Document extract:
◇ ◇ ◇
Their NIH research endowment is roughly at the 50th percentile of all medical schools. Perhaps the numbers I'm looking at are averaged over the three schools? I guess we shall know better once its rowan's DO school.

research fell in my lap. I did it through connections i made in the AMA. It just was a natural outcome of talking to enough students and physicians before a very desirable project fell in my lab and I was offered the funding to do it in the summer between 2nd and 3rd year.

You forget that you see decent number of students matching into those same fields from DO schools. Remember DO schools are 1/5 the student volume as MD schools. We don't make up 1/5 of the population in any of these fields, we generally make up 2-10%, usually around 5%, in these highly competitive ACGME programs (possibly with AOA added in we may hit 20% of the total population but i know we definitely dont in urology. Its entirely possible in ortho where we have a ton of spots). But pick a school (preferably not RVU or pikesville, I believe they generally dont match well) and look at their matches. You'll get your handful of ortho, derm (often listed as IM/FM since these programs are integrated in the DO world), and urology at each school. Maybe only 1 urology, but thats because urology spots < DO schools.

Are their students from, say, meharry going to a school no DO has gone to. yea. Probably two or so of those per class. Yea. But usually they are going to the same exact places we are in the ACGME world from top to bottom of their match. Don't forget there are programs that won't look at you because youre a DO. They're not common. But since these low end MD schools are MD schools they will technically be looked at and do have that highly unlikely chance that they blow it away at the interview. Its not something that happens so much that I figured it was worth a distinct mention that would detract from the 98% overlap that does exist between DO and low end MD that upholds my simplified way of understanding a realistic "do vs md" matching outcome.
◇ ◇ ◇
Source material:
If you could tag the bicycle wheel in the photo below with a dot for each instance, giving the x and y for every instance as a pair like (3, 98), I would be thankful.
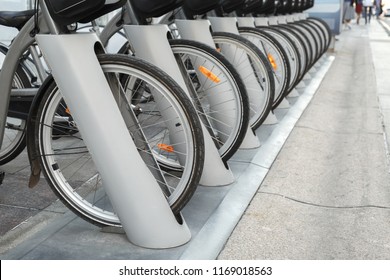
(291, 52)
(14, 140)
(165, 129)
(255, 71)
(277, 57)
(220, 93)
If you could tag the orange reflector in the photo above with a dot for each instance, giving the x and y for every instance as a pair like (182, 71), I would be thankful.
(165, 147)
(210, 75)
(272, 61)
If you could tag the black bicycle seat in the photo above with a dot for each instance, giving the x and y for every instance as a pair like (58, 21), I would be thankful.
(65, 12)
(15, 19)
(154, 8)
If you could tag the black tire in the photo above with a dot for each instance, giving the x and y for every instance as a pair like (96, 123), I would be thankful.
(230, 88)
(326, 29)
(277, 57)
(260, 69)
(62, 153)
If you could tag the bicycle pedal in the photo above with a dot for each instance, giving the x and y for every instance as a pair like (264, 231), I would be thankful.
(2, 175)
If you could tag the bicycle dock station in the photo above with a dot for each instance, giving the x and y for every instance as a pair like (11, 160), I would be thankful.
(226, 187)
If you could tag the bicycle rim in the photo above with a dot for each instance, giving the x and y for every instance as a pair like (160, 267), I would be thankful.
(255, 71)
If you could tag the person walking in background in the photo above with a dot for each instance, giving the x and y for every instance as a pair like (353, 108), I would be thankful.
(367, 10)
(348, 13)
(358, 9)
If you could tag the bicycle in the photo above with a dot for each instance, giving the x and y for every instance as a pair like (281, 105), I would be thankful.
(164, 130)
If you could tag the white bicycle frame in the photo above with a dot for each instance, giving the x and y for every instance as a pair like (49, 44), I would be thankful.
(78, 74)
(144, 40)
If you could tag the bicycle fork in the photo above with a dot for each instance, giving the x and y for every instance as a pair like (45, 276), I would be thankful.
(81, 80)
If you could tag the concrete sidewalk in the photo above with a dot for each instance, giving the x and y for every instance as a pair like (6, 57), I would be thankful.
(326, 196)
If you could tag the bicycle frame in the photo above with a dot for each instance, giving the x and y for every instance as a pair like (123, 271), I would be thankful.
(77, 72)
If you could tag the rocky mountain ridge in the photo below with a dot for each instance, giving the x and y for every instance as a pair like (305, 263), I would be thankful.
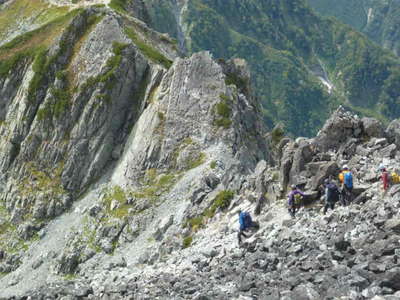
(303, 65)
(123, 166)
(350, 253)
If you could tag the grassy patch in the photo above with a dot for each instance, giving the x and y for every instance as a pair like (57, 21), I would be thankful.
(119, 195)
(43, 180)
(221, 201)
(224, 97)
(108, 78)
(196, 161)
(154, 185)
(19, 11)
(118, 5)
(149, 51)
(57, 106)
(38, 39)
(92, 21)
(277, 134)
(235, 79)
(213, 164)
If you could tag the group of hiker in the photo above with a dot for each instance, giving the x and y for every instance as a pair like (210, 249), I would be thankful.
(333, 193)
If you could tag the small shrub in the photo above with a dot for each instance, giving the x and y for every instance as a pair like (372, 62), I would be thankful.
(221, 201)
(152, 53)
(161, 115)
(223, 109)
(213, 164)
(276, 135)
(187, 241)
(223, 112)
(239, 82)
(118, 5)
(224, 97)
(195, 162)
(224, 123)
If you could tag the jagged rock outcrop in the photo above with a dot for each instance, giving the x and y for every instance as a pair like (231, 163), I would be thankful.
(164, 142)
(123, 168)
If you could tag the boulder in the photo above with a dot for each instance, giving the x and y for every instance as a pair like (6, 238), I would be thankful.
(392, 279)
(341, 126)
(325, 170)
(393, 225)
(372, 127)
(393, 132)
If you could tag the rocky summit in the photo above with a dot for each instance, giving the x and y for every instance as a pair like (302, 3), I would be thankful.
(124, 164)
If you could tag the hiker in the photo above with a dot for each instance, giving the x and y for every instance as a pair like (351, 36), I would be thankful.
(245, 222)
(346, 179)
(384, 177)
(331, 195)
(293, 200)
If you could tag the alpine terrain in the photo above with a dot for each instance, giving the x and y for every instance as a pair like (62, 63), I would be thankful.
(303, 65)
(126, 155)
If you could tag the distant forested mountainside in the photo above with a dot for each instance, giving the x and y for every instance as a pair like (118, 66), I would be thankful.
(303, 65)
(378, 19)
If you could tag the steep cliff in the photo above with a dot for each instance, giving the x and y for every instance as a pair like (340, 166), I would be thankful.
(103, 137)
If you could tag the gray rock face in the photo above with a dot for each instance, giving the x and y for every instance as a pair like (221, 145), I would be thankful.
(167, 155)
(337, 130)
(393, 132)
(372, 127)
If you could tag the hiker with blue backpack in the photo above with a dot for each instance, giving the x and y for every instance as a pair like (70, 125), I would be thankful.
(346, 179)
(245, 222)
(331, 195)
(294, 199)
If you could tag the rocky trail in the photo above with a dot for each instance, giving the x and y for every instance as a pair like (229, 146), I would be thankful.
(124, 166)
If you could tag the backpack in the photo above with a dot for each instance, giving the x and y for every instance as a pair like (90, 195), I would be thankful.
(247, 219)
(297, 199)
(332, 193)
(394, 178)
(348, 180)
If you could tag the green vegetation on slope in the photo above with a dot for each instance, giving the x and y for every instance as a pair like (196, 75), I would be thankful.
(27, 12)
(379, 20)
(152, 53)
(287, 46)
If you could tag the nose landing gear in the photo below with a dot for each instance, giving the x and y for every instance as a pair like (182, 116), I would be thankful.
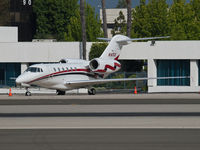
(28, 93)
(91, 91)
(58, 92)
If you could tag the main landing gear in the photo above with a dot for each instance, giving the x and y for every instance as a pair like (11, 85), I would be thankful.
(91, 91)
(59, 92)
(28, 93)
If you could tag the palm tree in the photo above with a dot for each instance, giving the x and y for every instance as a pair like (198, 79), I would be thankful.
(104, 18)
(128, 18)
(83, 27)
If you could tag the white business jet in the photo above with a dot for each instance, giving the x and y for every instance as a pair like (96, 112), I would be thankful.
(76, 73)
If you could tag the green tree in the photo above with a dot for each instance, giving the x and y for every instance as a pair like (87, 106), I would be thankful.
(128, 2)
(4, 12)
(140, 25)
(158, 17)
(183, 22)
(60, 19)
(119, 25)
(150, 19)
(121, 4)
(97, 49)
(53, 17)
(93, 26)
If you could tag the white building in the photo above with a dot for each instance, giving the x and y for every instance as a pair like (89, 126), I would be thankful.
(165, 58)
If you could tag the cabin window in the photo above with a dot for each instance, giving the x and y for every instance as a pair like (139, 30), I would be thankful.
(33, 69)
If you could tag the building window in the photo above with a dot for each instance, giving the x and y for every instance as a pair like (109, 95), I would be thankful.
(173, 68)
(8, 73)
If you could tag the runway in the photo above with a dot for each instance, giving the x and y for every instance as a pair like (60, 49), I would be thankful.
(100, 139)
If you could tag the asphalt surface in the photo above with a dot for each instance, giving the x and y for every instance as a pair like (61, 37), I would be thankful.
(100, 139)
(101, 99)
(111, 121)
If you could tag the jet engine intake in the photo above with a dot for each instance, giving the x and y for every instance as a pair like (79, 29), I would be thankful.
(104, 65)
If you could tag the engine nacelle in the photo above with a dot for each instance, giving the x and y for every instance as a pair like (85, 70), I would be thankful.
(72, 61)
(104, 65)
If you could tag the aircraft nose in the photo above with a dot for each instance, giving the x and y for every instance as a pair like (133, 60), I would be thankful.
(19, 80)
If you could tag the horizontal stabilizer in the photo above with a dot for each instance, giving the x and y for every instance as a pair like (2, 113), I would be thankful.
(104, 39)
(141, 39)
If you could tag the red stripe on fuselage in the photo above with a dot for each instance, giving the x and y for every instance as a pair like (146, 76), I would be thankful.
(60, 72)
(109, 67)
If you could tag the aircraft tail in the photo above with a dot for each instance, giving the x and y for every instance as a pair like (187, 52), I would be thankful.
(113, 49)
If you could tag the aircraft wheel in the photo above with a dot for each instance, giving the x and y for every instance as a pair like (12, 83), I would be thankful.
(91, 91)
(28, 93)
(58, 92)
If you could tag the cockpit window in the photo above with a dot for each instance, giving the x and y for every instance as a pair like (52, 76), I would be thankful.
(34, 69)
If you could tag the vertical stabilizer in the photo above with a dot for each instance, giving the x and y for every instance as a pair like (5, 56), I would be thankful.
(113, 49)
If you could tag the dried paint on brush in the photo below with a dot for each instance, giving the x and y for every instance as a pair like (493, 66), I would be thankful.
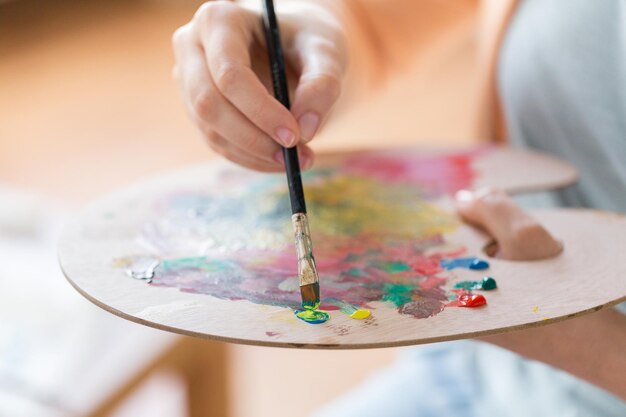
◇ ◇ ◇
Task:
Answer these questions from the text on DO versus MD residency matching.
(a) Roughly what percentile of all medical schools does the NIH research endowment fall at?
(b) Connections made in which organization led to the writer's research?
(c) What share of the population in highly competitive ACGME programs do DO graduates usually make up?

Written response:
(a) Roughly the 50th percentile.
(b) The AMA.
(c) Usually around 5%, generally between 2% and 10%.